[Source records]
——

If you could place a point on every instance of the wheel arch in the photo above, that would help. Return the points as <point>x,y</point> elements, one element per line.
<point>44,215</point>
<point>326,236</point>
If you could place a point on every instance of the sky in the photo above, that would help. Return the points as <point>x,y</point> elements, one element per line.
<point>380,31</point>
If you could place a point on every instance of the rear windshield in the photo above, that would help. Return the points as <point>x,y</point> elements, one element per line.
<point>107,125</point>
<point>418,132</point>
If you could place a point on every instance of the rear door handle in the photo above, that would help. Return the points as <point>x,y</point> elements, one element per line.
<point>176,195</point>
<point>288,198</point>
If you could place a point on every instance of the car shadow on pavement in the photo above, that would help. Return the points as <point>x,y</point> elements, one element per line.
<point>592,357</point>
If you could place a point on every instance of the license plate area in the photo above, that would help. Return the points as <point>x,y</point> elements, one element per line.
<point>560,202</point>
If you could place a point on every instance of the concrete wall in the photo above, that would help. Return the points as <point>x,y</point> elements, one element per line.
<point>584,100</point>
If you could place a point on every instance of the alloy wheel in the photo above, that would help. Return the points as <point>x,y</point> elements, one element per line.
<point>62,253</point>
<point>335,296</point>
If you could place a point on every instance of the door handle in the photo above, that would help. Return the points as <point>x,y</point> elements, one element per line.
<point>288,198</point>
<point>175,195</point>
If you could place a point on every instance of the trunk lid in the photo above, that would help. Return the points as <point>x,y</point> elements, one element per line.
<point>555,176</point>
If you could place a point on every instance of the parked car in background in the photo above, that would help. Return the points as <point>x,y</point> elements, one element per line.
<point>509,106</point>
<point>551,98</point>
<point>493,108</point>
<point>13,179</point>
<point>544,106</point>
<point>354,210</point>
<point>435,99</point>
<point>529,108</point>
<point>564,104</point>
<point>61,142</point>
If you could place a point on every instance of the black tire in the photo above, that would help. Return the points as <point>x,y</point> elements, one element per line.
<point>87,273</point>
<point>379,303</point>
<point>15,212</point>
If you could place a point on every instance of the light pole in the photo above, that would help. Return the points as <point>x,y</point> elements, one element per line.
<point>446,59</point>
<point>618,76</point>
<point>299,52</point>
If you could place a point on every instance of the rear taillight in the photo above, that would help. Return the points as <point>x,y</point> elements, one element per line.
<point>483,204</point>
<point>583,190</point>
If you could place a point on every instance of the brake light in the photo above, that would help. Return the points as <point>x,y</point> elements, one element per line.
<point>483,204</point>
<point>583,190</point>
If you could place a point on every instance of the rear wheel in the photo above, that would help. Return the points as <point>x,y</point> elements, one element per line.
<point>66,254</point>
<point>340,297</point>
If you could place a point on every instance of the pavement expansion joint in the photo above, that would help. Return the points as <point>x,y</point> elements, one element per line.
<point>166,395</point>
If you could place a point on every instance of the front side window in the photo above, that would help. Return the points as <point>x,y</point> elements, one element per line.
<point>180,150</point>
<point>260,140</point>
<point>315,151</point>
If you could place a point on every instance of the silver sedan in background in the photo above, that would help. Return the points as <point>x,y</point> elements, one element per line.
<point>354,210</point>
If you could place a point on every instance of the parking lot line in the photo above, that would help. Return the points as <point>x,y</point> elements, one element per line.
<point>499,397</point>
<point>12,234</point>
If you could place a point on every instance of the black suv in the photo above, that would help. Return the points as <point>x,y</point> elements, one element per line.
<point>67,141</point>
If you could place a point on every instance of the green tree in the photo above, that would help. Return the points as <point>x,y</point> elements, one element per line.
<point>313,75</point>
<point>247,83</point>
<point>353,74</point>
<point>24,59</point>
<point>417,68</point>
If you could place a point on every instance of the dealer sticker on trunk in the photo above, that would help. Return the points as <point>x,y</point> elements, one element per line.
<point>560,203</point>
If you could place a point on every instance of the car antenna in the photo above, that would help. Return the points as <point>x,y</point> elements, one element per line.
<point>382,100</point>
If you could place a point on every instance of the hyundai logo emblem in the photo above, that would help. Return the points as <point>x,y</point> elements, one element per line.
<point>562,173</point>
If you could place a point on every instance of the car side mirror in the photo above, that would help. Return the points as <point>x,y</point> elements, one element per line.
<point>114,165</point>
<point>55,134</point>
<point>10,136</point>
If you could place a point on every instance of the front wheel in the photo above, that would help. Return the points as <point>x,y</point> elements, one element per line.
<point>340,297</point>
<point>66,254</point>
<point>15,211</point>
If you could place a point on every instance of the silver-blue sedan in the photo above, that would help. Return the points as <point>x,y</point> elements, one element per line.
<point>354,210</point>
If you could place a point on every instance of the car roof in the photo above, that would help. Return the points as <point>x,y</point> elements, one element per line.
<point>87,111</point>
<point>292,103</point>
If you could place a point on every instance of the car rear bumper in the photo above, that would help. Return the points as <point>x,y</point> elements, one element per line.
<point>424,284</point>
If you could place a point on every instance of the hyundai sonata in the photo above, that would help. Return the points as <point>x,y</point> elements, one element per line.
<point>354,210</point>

——

■ What to produce ■
Write out all of the material above again, switching "that would help" to "that would be useful" everywhere it occurs and keeping everything else the same.

■ Finished exercise ■
If you could place a point on every instance of the wheel arch in the photo above, that would be useful. Return the points as <point>x,y</point> elements, one element per line.
<point>44,215</point>
<point>326,236</point>
If you could place a point on every instance of the sky in the photo above, that would be useful. Return the points as <point>x,y</point> elements, one element per line.
<point>380,31</point>
If you could place a point on every instance of the rear windshield in the photo above, that would be useful. Return the points as <point>x,y</point> elements, one element per line.
<point>107,125</point>
<point>418,132</point>
If you could place a point on every instance of the rear door handle in the photo above, that would be useful. Return the points as <point>x,y</point> elements, one element per line.
<point>176,195</point>
<point>288,198</point>
If you could place a point on every instance of the car shadow on pavement in the photo above, that would be useful. Return the points as <point>x,y</point> elements, one element per line.
<point>592,357</point>
If you could place a point on every instance of the license plate area in the photo above, that would be useful. Return the points as <point>x,y</point> elements, one element per line.
<point>560,202</point>
If you could place a point on every instance of the concrete wall in the photo above, that would be useful. Return the points as <point>x,y</point> elements, one element per line.
<point>584,100</point>
If you could place a point on every instance of the alloy wheel in the photo above, that would be useful. Return the points as <point>x,y</point> elements, one element per line.
<point>62,253</point>
<point>335,296</point>
If you could place a point on every instance of the door handle in the photo above, that would be useful. Return the points as <point>x,y</point> elements, one element per line.
<point>288,198</point>
<point>175,195</point>
If you could place a point on every instance of the trunk lid in the photo above, that would be useful. Return the points as <point>x,y</point> elements, one element per line.
<point>555,176</point>
If you could place a point on every instance of the parked car in background in the photo above, that would be useful. Return the points as <point>x,y</point> elements, one element per line.
<point>509,106</point>
<point>551,98</point>
<point>493,108</point>
<point>13,179</point>
<point>544,106</point>
<point>354,210</point>
<point>435,99</point>
<point>529,108</point>
<point>564,104</point>
<point>61,142</point>
If you could place a point on every instance of the black tire in the photo above, that would be useful. Return the points as <point>x,y</point> elements, one element per line.
<point>87,273</point>
<point>379,303</point>
<point>15,212</point>
If you could place a point on every instance of the light pole in the photo above, that would be useful. Return the points as <point>x,y</point> elements, one element per line.
<point>446,59</point>
<point>618,76</point>
<point>299,52</point>
If you could place a point on every instance of the rear taillight in the photo above, that would be useful. Return the points as <point>x,y</point> elements, one element per line.
<point>483,204</point>
<point>583,190</point>
If you could place a point on every instance of the brake light in the photo above, that would be useful. Return the points as <point>x,y</point> elements, one element per line.
<point>483,204</point>
<point>583,190</point>
If you could place a point on every instance of the rear wheel in the photo above, that would be useful. Return the points as <point>x,y</point> elements, one element per line.
<point>66,254</point>
<point>340,297</point>
If you could place a point on every instance of the pavement expansion joint in the photo above, that would be useful. Return the points as <point>x,y</point> elements, one element per line.
<point>166,395</point>
If you could place a point on every instance of the front side window in the photo above, that would be useful. Return the points as <point>x,y</point> elements, one element per line.
<point>180,150</point>
<point>260,140</point>
<point>315,151</point>
If you could place a point on every instance of the silver sedan in background in the photo above, that would be useful. Return the points as <point>x,y</point> elements, one element per line.
<point>354,210</point>
If you could place a point on every instance of the parking lot line in the photo above, that would be useful. Return the points as <point>x,y</point> elements, one element per line.
<point>499,397</point>
<point>12,234</point>
If you could place a point on every instance of the black suv in the photo above, that would be useful. Return the points as <point>x,y</point> elements, one element per line.
<point>67,141</point>
If you could place a point on every instance of the green tree in the photo above, that would be useful. Return the points as <point>x,y</point> elements, one element per line.
<point>313,75</point>
<point>247,83</point>
<point>353,74</point>
<point>24,59</point>
<point>417,68</point>
If you could place a point on every instance of the dealer sticker on trunk in the photo above, that would be useful. Return the points as <point>x,y</point> elements, one element per line.
<point>560,203</point>
If you could place a point on every instance of the car antenna in the photo above, that would be useful. Return the points as <point>x,y</point> elements, one element per line.
<point>382,100</point>
If you could place a point on every instance of the hyundai logo emblem in the photo above, that would be useful. Return the points as <point>x,y</point> elements, one element per line.
<point>562,173</point>
If you could place a point on every instance of the car side mirror in the photo above, that would be useful. Return the points as <point>x,y</point> elements, one element per line.
<point>114,165</point>
<point>55,134</point>
<point>10,136</point>
If you could place a point on every instance of the front wheel in the photo above, that would be useful. Return the points as <point>x,y</point> elements, one element per line.
<point>340,297</point>
<point>66,254</point>
<point>15,211</point>
If you could place a point on every instance of the silver-blue sedan in the photo above, that would be useful. Return the points as <point>x,y</point> elements, one element per line.
<point>354,210</point>
If you could place a point on every instance of the car roof in the photo above, that would be useful. Return the points as <point>x,y</point> elements, one element per line.
<point>87,111</point>
<point>292,103</point>
If you could place a point on every instance of the car rear bumper in the photo above, that would be useful. Return the points as <point>x,y</point> elements, one element per line.
<point>424,284</point>
If you could place a point on every instance of the hyundai sonata in the photo above, that would be useful. Return the points as <point>x,y</point> elements, one element per line.
<point>354,210</point>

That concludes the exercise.